------ Selected text

- Poster
- Directed by: Bharathiraja
- Story by: R. Selvaraj
- Produced by: Ravula Ankaiah Gowd
- Starring: Hari Prasad Suhasini
- Cinematography: B. Kannan
- Edited by: Kotagiri Venkateswara Rao
- Music by: Ilaiyaraaja
- Production company: Raveendra Films
- Release date: 24 January 1981;
- Country: India
- Language: Telugu

= Kotha Jeevithalu =

Kotha Jeevithalu is a 1981 Indian Telugu-language film directed by Bharathiraja. It is a remake of his own Tamil film Puthiya Vaarpugal (1979) and stars Hari Prasad and Suhasini. The film was a box office failure.

== Production ==
Kotha Jeevithalu is the first Telugu film for both director Bharathiraja and actress Suhasini, and is a remake of the director's own Tamil film Puthiya Vaarpugal (1979).

------------
------ Rows

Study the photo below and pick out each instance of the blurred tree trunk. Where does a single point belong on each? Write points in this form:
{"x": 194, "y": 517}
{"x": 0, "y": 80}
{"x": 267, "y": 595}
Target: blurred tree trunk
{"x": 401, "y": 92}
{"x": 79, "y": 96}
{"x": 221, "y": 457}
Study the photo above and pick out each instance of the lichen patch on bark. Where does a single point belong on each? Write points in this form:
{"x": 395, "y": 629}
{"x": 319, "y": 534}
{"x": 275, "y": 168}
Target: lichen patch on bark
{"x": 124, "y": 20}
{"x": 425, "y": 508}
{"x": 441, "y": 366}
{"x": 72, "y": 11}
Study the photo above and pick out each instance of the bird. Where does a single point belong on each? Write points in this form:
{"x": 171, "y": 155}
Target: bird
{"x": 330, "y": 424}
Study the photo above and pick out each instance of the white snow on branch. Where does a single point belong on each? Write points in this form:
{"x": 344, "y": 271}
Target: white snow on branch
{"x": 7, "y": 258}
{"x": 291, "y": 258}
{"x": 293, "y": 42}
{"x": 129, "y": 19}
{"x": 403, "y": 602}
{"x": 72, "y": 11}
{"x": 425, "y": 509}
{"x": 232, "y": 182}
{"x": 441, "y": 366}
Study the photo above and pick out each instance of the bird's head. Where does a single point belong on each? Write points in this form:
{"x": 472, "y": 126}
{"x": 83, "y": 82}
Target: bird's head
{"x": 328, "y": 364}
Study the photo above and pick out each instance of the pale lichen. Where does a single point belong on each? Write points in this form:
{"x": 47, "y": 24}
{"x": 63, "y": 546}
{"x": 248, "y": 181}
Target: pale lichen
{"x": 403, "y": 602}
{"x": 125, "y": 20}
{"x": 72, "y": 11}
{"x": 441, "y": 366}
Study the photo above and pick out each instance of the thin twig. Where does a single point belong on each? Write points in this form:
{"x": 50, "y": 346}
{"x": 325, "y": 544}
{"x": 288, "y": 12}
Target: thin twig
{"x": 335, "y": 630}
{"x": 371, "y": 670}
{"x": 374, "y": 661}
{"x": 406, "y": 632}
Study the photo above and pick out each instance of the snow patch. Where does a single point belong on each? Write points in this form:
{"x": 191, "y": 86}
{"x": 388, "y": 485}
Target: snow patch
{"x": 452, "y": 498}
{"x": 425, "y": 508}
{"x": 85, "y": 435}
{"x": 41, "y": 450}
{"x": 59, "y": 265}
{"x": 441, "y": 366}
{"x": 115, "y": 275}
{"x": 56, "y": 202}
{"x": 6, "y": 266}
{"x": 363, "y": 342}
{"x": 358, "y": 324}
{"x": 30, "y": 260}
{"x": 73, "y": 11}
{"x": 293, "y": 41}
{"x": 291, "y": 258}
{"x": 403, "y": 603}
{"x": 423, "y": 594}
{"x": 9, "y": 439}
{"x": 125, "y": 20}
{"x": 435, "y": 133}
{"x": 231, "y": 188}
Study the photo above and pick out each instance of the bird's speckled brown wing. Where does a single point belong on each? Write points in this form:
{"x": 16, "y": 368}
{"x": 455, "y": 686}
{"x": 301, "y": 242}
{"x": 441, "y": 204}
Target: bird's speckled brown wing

------------
------ Rows

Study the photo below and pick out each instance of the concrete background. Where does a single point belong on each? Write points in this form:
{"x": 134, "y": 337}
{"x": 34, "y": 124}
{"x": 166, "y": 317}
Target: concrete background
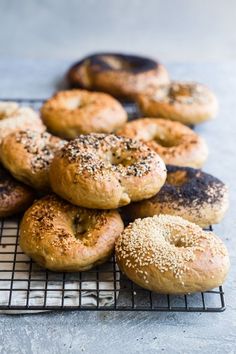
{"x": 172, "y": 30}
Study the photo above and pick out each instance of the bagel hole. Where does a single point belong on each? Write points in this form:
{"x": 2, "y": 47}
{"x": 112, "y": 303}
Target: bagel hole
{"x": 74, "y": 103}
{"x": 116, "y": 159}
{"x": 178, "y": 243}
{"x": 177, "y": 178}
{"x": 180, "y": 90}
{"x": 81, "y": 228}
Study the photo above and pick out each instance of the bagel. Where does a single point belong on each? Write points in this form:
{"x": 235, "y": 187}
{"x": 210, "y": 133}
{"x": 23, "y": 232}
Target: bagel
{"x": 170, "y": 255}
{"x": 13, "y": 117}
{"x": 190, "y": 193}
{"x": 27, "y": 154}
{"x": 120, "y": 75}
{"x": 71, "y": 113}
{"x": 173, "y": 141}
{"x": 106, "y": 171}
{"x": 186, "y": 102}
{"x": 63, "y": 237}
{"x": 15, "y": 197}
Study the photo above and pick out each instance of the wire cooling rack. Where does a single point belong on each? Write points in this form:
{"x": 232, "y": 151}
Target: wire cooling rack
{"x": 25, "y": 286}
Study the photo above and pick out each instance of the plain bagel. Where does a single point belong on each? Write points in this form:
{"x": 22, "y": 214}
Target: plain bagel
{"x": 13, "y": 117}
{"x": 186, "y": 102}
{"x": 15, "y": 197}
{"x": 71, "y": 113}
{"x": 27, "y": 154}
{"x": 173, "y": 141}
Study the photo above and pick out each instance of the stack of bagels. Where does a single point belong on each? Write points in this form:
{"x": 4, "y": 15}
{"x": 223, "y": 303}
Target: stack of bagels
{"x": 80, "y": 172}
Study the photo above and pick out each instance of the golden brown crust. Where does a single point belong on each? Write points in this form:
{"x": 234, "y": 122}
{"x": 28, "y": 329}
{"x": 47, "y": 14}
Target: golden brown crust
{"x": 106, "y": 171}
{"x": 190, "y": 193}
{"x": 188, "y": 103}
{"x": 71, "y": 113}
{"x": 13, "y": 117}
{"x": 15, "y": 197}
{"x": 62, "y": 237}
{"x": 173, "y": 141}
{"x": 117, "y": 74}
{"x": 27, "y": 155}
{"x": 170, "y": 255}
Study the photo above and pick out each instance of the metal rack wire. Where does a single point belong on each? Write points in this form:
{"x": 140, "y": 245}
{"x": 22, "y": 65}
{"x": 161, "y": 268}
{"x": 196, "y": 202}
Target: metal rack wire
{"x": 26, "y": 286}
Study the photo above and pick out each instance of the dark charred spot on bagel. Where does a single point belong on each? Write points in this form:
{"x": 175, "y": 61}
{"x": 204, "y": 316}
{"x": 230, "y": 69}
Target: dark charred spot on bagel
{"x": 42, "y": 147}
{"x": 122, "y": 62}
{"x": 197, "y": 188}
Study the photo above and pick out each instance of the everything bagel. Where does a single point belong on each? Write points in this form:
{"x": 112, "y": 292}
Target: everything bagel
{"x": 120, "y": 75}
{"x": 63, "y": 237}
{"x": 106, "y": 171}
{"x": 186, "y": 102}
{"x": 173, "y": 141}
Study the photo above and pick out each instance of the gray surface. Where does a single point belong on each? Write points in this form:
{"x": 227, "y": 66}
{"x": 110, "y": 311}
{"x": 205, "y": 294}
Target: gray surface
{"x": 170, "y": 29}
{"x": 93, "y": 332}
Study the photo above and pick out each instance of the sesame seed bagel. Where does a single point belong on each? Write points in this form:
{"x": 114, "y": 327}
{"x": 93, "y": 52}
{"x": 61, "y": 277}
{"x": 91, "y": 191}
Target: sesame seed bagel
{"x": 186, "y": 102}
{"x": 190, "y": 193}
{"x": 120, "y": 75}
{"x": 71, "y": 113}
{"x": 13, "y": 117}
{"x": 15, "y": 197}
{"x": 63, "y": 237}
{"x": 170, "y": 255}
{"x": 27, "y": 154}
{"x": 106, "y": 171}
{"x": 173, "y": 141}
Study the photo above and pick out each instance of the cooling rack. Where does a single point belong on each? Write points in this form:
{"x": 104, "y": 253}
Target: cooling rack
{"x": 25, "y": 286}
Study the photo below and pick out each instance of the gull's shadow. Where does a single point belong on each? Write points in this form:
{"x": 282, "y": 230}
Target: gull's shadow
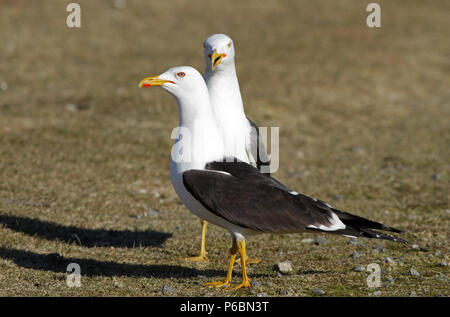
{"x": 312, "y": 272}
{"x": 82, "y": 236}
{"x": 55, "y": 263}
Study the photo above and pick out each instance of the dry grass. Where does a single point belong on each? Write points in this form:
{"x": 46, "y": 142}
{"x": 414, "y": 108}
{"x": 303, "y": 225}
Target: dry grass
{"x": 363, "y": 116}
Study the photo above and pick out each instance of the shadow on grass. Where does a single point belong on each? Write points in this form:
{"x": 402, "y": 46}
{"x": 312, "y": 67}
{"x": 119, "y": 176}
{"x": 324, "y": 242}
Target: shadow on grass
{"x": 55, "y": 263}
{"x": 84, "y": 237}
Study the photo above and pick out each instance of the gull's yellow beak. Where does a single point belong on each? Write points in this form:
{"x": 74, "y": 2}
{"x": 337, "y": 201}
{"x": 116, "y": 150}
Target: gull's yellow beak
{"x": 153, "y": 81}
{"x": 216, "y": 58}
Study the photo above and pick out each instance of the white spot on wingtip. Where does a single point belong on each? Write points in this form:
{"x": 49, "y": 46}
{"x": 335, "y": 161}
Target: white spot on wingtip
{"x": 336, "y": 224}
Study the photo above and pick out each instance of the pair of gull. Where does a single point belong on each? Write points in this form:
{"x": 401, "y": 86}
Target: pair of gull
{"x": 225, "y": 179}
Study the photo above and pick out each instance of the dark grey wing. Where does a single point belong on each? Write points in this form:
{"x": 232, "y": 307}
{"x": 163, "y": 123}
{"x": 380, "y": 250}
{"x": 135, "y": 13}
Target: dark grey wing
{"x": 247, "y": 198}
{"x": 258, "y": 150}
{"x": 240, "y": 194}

------------

__Work to complete__.
A. According to the Kotha Jeevithalu article, which Tamil film is Kotha Jeevithalu a remake of?
B. Quote the Kotha Jeevithalu article between "Kotha Jeevithalu is a" and "box office failure.", inclusive.

__The results__.
A. Kotha Jeevithalu is a remake of Bharathiraja's own Tamil film Puthiya Vaarpugal (1979).

B.
Kotha Jeevithalu is a 1981 Indian Telugu-language film directed by Bharathiraja. It is a remake of his own Tamil film Puthiya Vaarpugal (1979) and stars Hari Prasad and Suhasini. The film was a box office failure.